─── Task data

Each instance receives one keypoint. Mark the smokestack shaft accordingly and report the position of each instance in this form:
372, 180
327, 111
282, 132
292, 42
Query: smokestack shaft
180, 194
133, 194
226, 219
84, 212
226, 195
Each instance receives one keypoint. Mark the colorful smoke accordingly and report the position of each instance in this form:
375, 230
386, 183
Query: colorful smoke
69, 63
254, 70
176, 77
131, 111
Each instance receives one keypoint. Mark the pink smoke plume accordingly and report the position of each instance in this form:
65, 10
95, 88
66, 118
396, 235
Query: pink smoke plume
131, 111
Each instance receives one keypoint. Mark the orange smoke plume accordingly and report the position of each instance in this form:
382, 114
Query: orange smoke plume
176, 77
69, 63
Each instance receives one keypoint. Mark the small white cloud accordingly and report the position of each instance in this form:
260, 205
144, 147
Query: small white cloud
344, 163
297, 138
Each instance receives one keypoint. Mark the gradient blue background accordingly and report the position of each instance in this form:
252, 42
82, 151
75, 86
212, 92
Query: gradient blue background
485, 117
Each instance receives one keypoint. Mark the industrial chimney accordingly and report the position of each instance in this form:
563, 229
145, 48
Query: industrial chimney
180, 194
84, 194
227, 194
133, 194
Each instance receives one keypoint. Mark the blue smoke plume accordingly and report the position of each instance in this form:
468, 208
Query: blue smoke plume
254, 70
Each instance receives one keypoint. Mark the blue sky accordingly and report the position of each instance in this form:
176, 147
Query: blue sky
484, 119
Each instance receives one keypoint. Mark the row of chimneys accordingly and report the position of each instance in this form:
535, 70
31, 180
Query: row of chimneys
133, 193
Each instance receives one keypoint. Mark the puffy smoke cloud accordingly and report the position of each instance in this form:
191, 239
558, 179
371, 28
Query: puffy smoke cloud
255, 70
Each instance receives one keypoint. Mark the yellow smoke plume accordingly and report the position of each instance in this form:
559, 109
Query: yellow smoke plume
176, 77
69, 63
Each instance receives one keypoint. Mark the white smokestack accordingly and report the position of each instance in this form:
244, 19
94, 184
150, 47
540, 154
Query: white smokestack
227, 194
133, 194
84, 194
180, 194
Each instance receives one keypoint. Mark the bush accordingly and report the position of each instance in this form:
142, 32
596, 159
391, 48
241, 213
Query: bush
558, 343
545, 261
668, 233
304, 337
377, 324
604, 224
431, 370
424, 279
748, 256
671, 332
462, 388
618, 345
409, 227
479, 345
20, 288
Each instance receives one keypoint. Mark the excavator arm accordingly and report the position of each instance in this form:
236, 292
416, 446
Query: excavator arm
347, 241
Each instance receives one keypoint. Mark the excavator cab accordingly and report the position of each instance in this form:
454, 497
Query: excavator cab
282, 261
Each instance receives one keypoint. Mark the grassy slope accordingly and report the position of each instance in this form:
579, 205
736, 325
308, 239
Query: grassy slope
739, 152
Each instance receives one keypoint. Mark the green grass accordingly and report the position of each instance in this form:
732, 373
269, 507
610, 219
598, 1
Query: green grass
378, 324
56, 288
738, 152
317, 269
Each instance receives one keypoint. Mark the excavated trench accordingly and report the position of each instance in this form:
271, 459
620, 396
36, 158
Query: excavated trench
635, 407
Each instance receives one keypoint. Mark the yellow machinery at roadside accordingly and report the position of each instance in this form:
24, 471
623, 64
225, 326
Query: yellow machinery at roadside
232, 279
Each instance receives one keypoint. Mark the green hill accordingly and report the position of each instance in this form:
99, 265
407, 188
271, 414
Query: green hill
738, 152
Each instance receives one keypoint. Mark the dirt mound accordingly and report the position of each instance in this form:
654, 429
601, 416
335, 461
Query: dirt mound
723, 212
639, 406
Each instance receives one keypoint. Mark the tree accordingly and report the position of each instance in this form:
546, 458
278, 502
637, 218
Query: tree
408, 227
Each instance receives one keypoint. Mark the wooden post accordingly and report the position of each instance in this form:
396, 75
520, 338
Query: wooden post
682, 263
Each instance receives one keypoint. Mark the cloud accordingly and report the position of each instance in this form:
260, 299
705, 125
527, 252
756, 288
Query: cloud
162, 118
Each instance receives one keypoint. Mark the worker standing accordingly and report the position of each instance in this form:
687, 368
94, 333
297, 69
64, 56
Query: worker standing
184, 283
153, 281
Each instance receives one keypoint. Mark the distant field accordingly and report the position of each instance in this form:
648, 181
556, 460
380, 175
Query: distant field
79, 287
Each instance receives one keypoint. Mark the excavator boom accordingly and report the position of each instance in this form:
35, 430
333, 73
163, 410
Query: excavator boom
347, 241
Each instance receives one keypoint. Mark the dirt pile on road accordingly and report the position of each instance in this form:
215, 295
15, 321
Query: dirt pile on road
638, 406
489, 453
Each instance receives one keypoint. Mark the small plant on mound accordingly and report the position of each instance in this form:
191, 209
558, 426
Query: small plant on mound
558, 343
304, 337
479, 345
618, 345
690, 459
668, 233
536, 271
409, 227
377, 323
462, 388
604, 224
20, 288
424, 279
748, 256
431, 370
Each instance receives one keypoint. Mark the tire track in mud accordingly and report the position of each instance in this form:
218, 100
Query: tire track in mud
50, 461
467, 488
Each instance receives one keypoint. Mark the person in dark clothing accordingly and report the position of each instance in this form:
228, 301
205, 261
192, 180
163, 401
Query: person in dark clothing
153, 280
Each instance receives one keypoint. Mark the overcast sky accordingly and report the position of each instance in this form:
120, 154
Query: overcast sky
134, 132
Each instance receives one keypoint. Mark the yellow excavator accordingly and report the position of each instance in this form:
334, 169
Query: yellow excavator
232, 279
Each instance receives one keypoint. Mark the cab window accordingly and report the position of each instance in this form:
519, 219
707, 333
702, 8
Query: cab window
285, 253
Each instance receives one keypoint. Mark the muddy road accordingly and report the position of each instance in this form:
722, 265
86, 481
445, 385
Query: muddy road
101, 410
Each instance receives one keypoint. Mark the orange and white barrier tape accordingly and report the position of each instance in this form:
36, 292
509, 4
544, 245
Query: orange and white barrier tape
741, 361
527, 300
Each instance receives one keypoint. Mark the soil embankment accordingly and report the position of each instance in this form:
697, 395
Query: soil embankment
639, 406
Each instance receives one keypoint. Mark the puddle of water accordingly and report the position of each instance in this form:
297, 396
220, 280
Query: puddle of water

──────

Activity :: Copy out every line of the records that the string "puddle" appears in.

Response to this exercise ::
Each instance receives one keypoint. Mark the puddle of water accordingly and report the position of each instance in this form:
Query: puddle of water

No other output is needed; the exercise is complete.